Dataset excerpts
########

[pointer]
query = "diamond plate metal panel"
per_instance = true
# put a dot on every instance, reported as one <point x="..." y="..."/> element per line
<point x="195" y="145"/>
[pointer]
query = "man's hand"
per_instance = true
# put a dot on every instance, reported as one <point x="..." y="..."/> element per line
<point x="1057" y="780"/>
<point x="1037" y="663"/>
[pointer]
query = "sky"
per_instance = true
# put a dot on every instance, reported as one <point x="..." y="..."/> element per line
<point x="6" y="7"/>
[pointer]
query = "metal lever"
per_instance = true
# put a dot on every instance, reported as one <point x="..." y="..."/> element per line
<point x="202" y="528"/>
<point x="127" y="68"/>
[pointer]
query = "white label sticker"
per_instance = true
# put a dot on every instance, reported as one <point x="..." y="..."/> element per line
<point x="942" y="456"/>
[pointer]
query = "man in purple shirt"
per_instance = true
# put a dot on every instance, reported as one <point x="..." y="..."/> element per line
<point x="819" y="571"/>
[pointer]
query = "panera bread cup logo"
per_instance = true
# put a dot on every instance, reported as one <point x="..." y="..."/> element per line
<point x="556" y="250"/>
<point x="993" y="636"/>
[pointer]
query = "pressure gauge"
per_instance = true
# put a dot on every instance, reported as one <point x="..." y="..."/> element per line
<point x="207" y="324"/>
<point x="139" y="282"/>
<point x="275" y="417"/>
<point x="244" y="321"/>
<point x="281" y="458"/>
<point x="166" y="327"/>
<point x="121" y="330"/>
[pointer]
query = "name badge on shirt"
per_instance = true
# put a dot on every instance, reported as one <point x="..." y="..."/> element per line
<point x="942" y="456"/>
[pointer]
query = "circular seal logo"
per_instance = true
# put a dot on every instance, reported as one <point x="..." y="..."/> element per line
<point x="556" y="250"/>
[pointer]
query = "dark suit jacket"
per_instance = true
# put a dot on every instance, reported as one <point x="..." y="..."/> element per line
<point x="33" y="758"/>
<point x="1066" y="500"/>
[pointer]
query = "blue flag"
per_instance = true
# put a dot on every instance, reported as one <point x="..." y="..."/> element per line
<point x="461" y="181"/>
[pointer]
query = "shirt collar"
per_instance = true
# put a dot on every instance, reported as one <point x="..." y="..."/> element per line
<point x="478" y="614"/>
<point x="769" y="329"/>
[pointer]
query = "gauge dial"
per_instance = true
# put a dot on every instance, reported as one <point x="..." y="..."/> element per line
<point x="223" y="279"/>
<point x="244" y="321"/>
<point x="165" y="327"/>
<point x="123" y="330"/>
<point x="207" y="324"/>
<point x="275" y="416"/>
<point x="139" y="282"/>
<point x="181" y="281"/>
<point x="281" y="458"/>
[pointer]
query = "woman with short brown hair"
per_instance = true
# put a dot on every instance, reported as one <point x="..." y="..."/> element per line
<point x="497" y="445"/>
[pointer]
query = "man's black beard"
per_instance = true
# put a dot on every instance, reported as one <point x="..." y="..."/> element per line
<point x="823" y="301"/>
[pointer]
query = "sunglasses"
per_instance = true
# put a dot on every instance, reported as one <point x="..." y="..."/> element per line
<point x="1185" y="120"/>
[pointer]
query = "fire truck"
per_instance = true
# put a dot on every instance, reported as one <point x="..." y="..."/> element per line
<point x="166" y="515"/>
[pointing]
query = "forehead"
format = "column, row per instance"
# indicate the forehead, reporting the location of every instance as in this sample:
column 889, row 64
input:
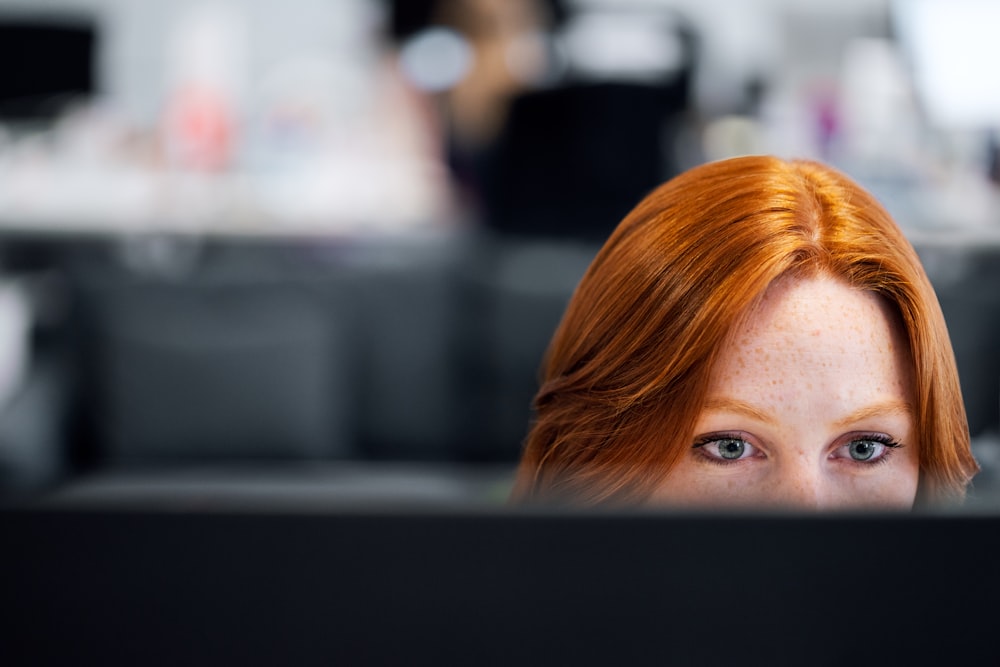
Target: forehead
column 818, row 329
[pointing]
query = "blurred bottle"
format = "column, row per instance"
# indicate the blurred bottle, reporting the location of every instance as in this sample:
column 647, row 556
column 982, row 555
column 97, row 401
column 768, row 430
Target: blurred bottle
column 207, row 70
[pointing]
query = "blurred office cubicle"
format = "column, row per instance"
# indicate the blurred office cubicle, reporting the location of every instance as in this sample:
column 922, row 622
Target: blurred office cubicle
column 315, row 250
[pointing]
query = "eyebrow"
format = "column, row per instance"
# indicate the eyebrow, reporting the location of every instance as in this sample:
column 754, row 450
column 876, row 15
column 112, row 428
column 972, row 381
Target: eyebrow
column 891, row 407
column 722, row 404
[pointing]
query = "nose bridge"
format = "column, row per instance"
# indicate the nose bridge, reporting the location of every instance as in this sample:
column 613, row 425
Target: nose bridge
column 800, row 482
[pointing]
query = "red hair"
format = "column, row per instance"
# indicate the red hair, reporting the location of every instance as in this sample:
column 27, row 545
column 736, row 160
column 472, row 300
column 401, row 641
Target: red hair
column 627, row 371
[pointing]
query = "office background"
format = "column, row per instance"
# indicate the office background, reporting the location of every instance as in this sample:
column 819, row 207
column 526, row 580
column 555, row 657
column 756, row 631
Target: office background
column 312, row 252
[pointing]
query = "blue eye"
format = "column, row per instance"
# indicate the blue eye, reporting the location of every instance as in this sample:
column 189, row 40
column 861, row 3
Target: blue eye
column 863, row 450
column 724, row 448
column 731, row 448
column 868, row 448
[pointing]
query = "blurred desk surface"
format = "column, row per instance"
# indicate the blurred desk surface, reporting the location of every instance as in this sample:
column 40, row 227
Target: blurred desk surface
column 333, row 200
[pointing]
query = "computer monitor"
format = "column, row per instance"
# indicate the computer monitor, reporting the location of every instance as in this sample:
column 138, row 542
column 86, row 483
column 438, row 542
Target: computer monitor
column 45, row 63
column 494, row 587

########

All lines above holding the word "gauge" make up the answer; copy each one.

Output for this exercise:
query = "pressure gauge"
query = "gauge dial"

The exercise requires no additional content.